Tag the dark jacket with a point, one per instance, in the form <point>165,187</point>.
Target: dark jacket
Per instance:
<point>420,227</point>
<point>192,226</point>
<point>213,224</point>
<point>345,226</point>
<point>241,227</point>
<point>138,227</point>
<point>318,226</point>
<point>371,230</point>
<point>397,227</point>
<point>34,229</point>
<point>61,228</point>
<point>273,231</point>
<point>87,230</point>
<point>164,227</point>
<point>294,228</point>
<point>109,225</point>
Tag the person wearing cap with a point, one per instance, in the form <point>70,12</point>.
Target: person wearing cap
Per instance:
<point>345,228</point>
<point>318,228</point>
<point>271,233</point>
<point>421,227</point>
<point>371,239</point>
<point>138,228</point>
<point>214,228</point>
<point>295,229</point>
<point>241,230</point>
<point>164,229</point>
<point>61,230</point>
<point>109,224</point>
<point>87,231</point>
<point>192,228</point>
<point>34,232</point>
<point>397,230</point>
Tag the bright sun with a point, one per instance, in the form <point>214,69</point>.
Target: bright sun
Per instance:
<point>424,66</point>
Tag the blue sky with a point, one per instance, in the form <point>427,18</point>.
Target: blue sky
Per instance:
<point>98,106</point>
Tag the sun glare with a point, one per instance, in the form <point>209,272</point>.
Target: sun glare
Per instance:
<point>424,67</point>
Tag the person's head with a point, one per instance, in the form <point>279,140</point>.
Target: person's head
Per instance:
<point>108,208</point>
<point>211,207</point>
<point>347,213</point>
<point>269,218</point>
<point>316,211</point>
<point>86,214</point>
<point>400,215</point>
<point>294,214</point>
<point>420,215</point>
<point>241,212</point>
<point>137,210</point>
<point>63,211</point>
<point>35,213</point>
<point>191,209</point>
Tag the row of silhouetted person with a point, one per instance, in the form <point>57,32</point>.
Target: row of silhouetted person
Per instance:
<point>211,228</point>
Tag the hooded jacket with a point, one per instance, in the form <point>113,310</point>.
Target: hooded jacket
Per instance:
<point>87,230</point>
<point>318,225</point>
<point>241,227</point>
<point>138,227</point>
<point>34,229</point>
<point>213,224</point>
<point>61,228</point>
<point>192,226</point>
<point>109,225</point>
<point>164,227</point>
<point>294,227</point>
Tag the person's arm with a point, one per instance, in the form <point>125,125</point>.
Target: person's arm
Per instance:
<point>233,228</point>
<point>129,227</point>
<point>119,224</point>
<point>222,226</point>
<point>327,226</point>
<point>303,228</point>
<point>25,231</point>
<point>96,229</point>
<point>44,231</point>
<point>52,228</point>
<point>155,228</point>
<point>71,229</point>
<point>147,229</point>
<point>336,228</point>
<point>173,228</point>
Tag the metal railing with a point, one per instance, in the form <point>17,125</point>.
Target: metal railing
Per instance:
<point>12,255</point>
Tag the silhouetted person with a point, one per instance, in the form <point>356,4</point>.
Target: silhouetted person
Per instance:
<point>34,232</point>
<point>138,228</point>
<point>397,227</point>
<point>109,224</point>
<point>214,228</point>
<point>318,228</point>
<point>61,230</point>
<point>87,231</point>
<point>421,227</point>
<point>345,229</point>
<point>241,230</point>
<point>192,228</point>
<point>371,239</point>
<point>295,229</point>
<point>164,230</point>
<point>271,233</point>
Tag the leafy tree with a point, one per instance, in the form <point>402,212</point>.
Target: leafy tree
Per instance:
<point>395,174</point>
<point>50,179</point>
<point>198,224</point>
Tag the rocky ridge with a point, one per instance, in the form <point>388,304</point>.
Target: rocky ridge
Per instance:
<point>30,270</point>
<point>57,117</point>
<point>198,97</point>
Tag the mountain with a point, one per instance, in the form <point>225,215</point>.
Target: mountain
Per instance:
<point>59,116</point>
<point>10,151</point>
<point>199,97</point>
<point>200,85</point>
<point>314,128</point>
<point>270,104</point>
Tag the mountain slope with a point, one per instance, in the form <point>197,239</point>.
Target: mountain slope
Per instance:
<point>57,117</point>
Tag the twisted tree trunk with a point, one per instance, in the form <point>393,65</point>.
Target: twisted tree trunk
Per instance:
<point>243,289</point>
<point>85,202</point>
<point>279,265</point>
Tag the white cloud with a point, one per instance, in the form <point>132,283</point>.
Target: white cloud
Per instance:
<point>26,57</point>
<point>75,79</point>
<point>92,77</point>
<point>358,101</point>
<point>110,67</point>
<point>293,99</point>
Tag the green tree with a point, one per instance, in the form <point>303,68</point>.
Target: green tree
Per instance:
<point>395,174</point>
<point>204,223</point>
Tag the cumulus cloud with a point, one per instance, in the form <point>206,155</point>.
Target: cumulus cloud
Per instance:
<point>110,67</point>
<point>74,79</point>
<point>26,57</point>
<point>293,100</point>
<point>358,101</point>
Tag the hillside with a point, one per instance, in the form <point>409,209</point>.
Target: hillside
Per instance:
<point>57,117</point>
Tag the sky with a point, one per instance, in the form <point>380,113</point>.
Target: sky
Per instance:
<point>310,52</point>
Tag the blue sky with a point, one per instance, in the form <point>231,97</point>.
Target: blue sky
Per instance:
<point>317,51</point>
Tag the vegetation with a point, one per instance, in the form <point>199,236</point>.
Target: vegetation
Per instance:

## EXERCISE
Reproduce every record above word for word, line by line, in the same order.

## TASK OUTPUT
Tag the dark jacket with a point, one per instance, in the form <point>165,187</point>.
Target: dark jacket
Per instance:
<point>420,227</point>
<point>192,226</point>
<point>213,224</point>
<point>345,226</point>
<point>241,227</point>
<point>138,227</point>
<point>318,226</point>
<point>371,230</point>
<point>397,227</point>
<point>34,229</point>
<point>61,228</point>
<point>273,231</point>
<point>87,230</point>
<point>164,227</point>
<point>294,228</point>
<point>109,225</point>
Tag the person wearing cap with a point, one per instance, in the form <point>70,12</point>.
Target: person wearing cap
Per instance:
<point>345,228</point>
<point>318,228</point>
<point>271,233</point>
<point>421,227</point>
<point>371,239</point>
<point>138,228</point>
<point>214,228</point>
<point>295,229</point>
<point>241,230</point>
<point>164,229</point>
<point>61,230</point>
<point>109,224</point>
<point>87,231</point>
<point>192,228</point>
<point>34,232</point>
<point>397,230</point>
Tag the bright sun with a point, one per instance, in the form <point>214,69</point>.
Target: bright sun
Per instance:
<point>424,66</point>
Tag the blue sky with a point, one per instance, in the form <point>427,18</point>.
Target: blue sky
Per instance:
<point>98,106</point>
Tag the sun glare with a point, one per instance, in the form <point>209,272</point>.
Target: sun glare
Per instance:
<point>424,67</point>
Tag the person's head with a point, one per instance, in the form <point>279,140</point>.
Target: person's head
Per instance:
<point>108,208</point>
<point>211,207</point>
<point>347,213</point>
<point>269,218</point>
<point>316,211</point>
<point>86,214</point>
<point>400,215</point>
<point>294,214</point>
<point>420,215</point>
<point>241,212</point>
<point>137,210</point>
<point>63,211</point>
<point>35,213</point>
<point>191,209</point>
Tag the row of silhouetted person with a point, one per instance, in the form <point>57,32</point>.
Target: row of silhouetted person
Per instance:
<point>211,228</point>
Tag the hooded jacket with a point, one per instance, in the form <point>113,310</point>.
Target: hooded jacket
Per instance:
<point>87,230</point>
<point>318,225</point>
<point>241,227</point>
<point>138,227</point>
<point>34,229</point>
<point>213,224</point>
<point>61,228</point>
<point>192,226</point>
<point>109,225</point>
<point>164,227</point>
<point>294,227</point>
Tag the person's arm with a point, one per instance, in the form <point>125,125</point>.
Target: person's arm
Per instance:
<point>233,228</point>
<point>129,227</point>
<point>119,224</point>
<point>222,226</point>
<point>327,226</point>
<point>303,228</point>
<point>25,231</point>
<point>96,229</point>
<point>44,231</point>
<point>52,228</point>
<point>155,228</point>
<point>71,229</point>
<point>147,229</point>
<point>336,228</point>
<point>173,228</point>
Tag the metal railing with a point, one per instance, in the form <point>17,125</point>.
Target: metal railing
Per instance:
<point>12,255</point>
Tag the silhouetted person with a point, one per instance, in the form <point>356,4</point>.
Target: silhouetted person
Per instance:
<point>34,232</point>
<point>138,228</point>
<point>397,227</point>
<point>109,224</point>
<point>214,228</point>
<point>318,228</point>
<point>61,230</point>
<point>87,231</point>
<point>421,227</point>
<point>345,229</point>
<point>241,230</point>
<point>192,228</point>
<point>371,239</point>
<point>295,229</point>
<point>164,230</point>
<point>271,233</point>
Tag the leafy tree with a point, one per instance, in the form <point>402,212</point>.
Target: leafy tree
Per instance:
<point>395,174</point>
<point>50,179</point>
<point>198,224</point>
Tag the rocky ridge with a point, one per instance, in the form <point>388,304</point>.
Target: rocky ridge
Per instance:
<point>30,270</point>
<point>57,117</point>
<point>198,97</point>
Tag the mountain with a point, one per instance, in the form <point>225,215</point>.
Target: mountain
Per instance:
<point>59,116</point>
<point>10,151</point>
<point>199,97</point>
<point>200,85</point>
<point>314,128</point>
<point>270,104</point>
Tag the mountain slope with a point, one per instance, in the form <point>197,239</point>.
Target: mountain slope
Per instance:
<point>57,117</point>
Tag the twisted tree trunk with a point, one per instance, in the form <point>393,65</point>.
Target: twisted tree trunk
Per instance:
<point>243,289</point>
<point>85,202</point>
<point>279,265</point>
Tag the white cloud with a point, one per instance, in the form <point>132,283</point>.
Target: white cloud
Per instance:
<point>26,57</point>
<point>75,79</point>
<point>92,77</point>
<point>358,101</point>
<point>110,67</point>
<point>293,99</point>
Tag the green tree with a point, one per instance, in the form <point>303,68</point>.
Target: green tree
Per instance:
<point>395,174</point>
<point>204,223</point>
Tag the cumulus cloud with a point, one per instance, in the form <point>206,155</point>.
Target: cumulus cloud
Per instance:
<point>110,67</point>
<point>74,79</point>
<point>26,57</point>
<point>293,100</point>
<point>358,101</point>
Tag the hillside with a point, one per instance, in the form <point>409,209</point>.
Target: hillside
Per instance:
<point>57,117</point>
Tag the sky with a point, one per instance, in the form <point>380,113</point>.
Target: sky
Per instance:
<point>310,52</point>
Tag the blue sky with a point, one per instance, in the form <point>231,97</point>.
Target: blue sky
Per instance:
<point>317,51</point>
Tag the vegetation with a point, one per instance, in the form <point>199,236</point>.
Target: vegetation
Per instance:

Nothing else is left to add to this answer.